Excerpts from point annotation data
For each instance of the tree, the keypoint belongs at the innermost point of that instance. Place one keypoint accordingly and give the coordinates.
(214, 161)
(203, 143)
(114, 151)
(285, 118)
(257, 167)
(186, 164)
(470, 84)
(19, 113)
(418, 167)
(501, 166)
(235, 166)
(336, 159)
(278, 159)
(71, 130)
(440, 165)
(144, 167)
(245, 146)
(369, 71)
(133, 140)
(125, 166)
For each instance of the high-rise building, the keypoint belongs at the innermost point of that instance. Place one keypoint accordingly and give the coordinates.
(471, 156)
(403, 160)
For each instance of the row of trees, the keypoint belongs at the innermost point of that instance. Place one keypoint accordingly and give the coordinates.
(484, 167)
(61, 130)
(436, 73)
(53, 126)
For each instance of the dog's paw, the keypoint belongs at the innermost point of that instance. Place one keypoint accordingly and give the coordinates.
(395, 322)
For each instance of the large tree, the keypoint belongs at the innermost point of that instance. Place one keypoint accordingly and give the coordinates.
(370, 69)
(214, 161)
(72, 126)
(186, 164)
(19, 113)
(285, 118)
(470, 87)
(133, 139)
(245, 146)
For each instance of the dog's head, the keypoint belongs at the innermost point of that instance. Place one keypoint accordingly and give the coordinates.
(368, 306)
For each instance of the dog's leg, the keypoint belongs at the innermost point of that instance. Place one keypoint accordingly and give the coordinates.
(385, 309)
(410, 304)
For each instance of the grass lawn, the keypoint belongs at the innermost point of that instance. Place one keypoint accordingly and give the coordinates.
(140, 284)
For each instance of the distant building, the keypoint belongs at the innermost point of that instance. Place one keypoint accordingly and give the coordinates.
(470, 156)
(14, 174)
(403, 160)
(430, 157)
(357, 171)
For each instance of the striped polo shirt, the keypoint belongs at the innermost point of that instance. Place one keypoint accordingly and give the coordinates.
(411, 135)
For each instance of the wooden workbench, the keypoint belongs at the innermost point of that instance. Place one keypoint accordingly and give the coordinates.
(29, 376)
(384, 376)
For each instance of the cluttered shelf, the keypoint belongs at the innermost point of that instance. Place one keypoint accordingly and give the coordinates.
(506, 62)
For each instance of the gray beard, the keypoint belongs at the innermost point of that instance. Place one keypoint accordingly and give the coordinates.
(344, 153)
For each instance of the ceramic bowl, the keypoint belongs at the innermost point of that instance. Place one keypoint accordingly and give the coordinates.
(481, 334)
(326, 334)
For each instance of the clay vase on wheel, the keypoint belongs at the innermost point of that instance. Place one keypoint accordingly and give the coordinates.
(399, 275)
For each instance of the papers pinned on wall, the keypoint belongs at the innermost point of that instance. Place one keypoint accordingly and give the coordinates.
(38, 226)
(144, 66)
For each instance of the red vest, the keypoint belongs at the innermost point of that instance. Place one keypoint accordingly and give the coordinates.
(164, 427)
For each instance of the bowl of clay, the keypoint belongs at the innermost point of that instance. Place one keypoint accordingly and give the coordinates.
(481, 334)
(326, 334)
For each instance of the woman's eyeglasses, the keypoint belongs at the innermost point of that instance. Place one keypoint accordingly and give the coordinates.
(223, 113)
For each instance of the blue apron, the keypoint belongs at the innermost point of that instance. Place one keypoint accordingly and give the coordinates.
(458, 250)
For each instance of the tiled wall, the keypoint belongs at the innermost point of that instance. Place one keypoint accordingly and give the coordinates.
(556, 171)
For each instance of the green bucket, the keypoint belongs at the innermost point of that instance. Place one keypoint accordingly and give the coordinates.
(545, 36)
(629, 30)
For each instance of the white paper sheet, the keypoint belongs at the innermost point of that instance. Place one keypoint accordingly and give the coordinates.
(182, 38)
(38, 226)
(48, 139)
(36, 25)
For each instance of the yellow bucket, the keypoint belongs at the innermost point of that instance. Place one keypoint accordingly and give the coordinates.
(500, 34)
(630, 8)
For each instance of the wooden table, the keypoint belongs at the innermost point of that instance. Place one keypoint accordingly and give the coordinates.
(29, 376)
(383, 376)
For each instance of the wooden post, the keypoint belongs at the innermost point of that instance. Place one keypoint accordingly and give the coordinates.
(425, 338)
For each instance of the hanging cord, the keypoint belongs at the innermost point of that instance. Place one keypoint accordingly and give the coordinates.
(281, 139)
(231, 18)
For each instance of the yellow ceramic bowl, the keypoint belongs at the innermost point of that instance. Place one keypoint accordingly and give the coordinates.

Objective: Emit verbatim the lines running from the one with "For each instance of the papers" through the last line of the data, both endpoints inclusive.

Task response:
For each instance of the papers pinned on wall, the keypoint belongs at the innermost point of that instance. Place one keypoint accordingly and give the coordinates.
(38, 226)
(144, 66)
For each instance of the red vest, the keypoint belongs at the innermost point of that instance. Place one keypoint accordingly and give the coordinates.
(164, 427)
For each instance of the bowl of clay, the keypoint belongs at the innermost point of that instance. Place one keypoint accordingly and give the coordinates.
(481, 334)
(326, 334)
For each instance of the woman's eyeglasses, the keypoint belongs at the innermost point of that instance. Place one keypoint accordingly and give the coordinates.
(223, 113)
For each instance of the blue apron, the keypoint belongs at the innermost point of that instance. Place one keypoint accordingly and give the coordinates.
(458, 250)
For each instance of the tiled wall, the keypoint belongs at the innermost point of that instance. Place one keypoint accordingly and give the coordinates.
(556, 171)
For each instance of the green bucket, the keypoint belongs at the innermost point of that instance. Place one keypoint accordingly and give the coordinates.
(545, 36)
(629, 30)
For each instance of the white paper sheet, the keypoint belongs at the innermost point of that instance. Place one keypoint accordingly and give the coordinates.
(182, 38)
(38, 226)
(48, 139)
(36, 25)
For each instance of the yellow bucket, the keypoint belongs at the innermost point of that instance. Place one keypoint accordingly and give the coordinates.
(500, 34)
(630, 8)
For each instance of the wooden table, the keypoint belongs at the innermost point of that instance. Place one keypoint accordingly and give the coordinates.
(29, 376)
(383, 376)
For each instance of the wooden post, the keypoint belongs at the innermost point of that instance. Place one keypoint accordingly and give the coordinates.
(425, 338)
For each instance of the hanging cord, the keypoint belongs at the innermost point of that instance. Place one keypoint accordingly and give the coordinates.
(281, 139)
(231, 18)
For each instance of the yellow ceramic bowl, the keypoint belongs at the innermost point of that instance. Place one keypoint accordingly and give the coordinates.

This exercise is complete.